» **Problem description**: Please report every line from the material that contains the word "pants".

» **Excerpted data**:
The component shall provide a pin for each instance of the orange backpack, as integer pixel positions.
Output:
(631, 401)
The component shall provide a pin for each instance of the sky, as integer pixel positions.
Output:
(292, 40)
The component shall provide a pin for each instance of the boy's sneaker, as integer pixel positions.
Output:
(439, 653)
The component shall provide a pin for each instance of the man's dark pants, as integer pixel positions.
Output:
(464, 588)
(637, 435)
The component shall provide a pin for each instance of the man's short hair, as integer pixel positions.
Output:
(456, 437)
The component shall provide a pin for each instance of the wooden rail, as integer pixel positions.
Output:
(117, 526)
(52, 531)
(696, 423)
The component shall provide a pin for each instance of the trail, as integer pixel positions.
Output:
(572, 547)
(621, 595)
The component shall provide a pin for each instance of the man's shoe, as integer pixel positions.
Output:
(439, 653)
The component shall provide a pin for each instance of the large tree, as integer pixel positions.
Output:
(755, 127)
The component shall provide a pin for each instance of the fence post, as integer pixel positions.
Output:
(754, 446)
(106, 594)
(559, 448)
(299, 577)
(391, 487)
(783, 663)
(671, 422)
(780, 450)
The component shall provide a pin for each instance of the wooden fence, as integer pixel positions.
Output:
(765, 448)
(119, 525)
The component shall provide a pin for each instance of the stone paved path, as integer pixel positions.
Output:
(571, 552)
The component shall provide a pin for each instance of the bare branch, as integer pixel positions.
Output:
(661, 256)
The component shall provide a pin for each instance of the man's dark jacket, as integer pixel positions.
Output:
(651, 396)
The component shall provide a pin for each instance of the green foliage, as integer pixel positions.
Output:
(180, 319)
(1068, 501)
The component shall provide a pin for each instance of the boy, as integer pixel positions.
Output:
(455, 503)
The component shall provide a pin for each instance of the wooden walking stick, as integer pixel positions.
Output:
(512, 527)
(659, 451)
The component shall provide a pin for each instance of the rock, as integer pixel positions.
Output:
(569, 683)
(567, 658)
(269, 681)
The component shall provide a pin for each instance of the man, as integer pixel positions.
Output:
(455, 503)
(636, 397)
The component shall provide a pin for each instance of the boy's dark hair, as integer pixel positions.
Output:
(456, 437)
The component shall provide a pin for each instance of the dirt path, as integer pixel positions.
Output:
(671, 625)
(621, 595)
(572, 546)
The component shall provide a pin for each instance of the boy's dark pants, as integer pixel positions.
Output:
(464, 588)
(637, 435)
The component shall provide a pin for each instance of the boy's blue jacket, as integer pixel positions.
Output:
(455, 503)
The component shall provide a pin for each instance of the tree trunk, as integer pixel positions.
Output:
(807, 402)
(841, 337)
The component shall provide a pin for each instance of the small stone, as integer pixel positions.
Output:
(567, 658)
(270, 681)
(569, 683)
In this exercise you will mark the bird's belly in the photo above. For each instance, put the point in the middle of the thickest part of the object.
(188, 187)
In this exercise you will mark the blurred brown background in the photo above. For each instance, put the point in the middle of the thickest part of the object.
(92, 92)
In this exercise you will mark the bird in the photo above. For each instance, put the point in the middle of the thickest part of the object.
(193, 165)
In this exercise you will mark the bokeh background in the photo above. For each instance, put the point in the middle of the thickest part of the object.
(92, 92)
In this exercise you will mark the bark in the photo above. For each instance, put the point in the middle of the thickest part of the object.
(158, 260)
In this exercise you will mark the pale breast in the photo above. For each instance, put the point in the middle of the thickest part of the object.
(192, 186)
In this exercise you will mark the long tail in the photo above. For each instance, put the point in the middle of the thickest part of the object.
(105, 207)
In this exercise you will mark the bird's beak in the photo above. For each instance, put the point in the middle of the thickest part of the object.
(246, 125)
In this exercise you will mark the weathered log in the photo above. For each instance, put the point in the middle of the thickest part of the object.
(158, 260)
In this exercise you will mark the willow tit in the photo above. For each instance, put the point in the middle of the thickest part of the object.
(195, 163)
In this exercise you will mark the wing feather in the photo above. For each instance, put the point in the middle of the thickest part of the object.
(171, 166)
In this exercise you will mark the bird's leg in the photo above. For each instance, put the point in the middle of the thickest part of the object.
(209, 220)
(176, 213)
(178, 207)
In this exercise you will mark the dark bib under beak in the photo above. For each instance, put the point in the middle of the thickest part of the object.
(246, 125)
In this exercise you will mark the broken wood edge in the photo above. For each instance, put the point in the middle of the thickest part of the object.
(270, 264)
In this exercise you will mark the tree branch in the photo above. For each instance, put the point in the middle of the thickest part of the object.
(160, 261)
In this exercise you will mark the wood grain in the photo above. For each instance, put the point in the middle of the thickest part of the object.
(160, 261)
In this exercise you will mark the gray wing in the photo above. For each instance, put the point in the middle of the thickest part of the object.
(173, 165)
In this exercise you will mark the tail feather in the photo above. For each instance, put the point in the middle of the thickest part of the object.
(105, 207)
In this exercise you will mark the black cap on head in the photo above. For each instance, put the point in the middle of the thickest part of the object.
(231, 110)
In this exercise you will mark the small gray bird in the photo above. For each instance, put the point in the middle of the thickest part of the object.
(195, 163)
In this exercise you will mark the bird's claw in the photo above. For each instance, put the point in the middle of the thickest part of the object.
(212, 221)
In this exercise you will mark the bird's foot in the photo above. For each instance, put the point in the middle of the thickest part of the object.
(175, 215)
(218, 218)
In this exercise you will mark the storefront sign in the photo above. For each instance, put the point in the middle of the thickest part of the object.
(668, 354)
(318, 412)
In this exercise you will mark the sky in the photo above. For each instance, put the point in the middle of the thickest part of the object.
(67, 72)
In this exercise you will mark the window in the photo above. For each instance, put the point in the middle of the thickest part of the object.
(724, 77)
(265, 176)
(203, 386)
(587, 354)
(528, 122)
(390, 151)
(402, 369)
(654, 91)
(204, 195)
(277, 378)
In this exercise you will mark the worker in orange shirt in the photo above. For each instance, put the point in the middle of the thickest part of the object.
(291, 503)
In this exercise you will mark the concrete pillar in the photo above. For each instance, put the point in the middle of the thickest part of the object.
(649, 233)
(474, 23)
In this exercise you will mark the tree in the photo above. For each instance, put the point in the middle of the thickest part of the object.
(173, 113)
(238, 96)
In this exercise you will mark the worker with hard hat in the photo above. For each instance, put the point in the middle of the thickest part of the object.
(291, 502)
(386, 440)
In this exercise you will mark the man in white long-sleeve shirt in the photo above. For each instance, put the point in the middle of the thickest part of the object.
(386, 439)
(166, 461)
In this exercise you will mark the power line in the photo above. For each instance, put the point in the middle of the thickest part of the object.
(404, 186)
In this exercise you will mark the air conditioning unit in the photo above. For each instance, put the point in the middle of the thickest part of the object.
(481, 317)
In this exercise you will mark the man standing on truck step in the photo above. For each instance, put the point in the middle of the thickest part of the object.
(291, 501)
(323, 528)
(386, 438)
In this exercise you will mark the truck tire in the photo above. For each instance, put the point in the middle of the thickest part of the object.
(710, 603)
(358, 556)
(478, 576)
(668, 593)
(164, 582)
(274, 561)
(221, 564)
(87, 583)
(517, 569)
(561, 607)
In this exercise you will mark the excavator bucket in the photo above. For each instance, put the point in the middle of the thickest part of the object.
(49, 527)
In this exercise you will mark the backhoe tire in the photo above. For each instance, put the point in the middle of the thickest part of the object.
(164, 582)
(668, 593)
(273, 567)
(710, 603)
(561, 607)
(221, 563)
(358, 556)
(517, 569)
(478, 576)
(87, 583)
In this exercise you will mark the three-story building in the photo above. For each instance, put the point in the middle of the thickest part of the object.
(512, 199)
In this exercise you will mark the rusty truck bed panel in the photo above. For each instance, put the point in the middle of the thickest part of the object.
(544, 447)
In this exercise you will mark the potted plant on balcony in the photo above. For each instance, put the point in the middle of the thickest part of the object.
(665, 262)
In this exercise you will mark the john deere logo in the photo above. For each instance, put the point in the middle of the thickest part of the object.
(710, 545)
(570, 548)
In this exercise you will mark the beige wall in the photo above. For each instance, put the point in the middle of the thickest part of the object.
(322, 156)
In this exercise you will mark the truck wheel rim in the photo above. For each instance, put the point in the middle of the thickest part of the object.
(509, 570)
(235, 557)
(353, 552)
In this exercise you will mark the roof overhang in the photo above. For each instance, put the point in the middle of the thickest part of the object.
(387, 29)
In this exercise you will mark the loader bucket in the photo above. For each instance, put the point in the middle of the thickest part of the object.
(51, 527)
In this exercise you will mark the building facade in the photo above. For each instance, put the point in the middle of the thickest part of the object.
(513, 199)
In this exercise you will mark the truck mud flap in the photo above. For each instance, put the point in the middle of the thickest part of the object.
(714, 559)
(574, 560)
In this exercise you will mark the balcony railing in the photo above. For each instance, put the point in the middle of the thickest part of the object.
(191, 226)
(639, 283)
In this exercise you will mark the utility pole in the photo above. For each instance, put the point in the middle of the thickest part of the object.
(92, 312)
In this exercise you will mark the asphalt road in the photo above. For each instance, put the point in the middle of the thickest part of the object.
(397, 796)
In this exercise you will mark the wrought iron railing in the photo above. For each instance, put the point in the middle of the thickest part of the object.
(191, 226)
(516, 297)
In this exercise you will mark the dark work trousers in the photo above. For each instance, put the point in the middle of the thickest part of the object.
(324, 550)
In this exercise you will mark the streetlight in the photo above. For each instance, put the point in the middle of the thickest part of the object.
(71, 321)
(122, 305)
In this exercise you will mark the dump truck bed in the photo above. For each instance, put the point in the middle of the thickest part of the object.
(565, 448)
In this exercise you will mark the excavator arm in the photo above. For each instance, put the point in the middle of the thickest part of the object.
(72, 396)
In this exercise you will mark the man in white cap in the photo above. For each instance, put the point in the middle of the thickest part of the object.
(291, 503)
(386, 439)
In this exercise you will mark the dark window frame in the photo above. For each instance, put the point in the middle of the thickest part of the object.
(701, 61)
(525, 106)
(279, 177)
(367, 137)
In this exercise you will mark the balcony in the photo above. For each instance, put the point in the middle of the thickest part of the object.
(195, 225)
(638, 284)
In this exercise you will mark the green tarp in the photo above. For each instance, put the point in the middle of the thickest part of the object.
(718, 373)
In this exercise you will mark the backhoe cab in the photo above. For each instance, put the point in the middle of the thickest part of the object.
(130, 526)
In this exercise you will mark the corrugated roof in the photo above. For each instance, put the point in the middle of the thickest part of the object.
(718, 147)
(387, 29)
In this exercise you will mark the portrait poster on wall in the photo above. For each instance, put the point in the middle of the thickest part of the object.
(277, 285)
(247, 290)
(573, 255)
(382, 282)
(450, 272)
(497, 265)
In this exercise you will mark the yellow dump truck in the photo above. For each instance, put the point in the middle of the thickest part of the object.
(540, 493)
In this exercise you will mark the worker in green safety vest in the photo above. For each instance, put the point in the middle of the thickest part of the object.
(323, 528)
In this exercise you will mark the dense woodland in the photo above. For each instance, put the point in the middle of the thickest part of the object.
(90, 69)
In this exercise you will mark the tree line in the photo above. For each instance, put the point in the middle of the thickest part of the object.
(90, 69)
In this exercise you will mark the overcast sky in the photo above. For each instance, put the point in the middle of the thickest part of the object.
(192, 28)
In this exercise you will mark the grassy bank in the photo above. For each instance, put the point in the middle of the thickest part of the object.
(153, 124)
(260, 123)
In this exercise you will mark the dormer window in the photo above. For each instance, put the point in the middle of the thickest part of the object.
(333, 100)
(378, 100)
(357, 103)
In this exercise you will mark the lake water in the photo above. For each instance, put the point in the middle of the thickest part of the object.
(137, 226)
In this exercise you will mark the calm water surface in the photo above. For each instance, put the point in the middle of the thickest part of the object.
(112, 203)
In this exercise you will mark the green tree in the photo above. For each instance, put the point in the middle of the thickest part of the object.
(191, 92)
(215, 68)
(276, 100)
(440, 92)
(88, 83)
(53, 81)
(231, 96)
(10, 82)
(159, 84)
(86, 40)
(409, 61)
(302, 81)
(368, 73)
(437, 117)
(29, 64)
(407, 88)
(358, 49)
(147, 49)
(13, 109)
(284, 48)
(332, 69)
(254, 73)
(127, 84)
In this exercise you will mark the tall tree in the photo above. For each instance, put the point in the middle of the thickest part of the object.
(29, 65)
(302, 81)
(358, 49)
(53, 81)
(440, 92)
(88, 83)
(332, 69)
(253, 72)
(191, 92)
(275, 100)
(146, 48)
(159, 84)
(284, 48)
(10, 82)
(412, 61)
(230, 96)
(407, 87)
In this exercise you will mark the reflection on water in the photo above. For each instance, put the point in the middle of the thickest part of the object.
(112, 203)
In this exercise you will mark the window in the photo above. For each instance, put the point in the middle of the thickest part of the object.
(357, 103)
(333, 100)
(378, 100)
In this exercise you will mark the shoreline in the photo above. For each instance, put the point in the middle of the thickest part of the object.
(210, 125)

» **Output**:
The component shall provide a pin for each instance of the man's dark pants, as integer pixel positions.
The component shall provide a pin for each instance of the boy's dark pants, as integer pixel positions.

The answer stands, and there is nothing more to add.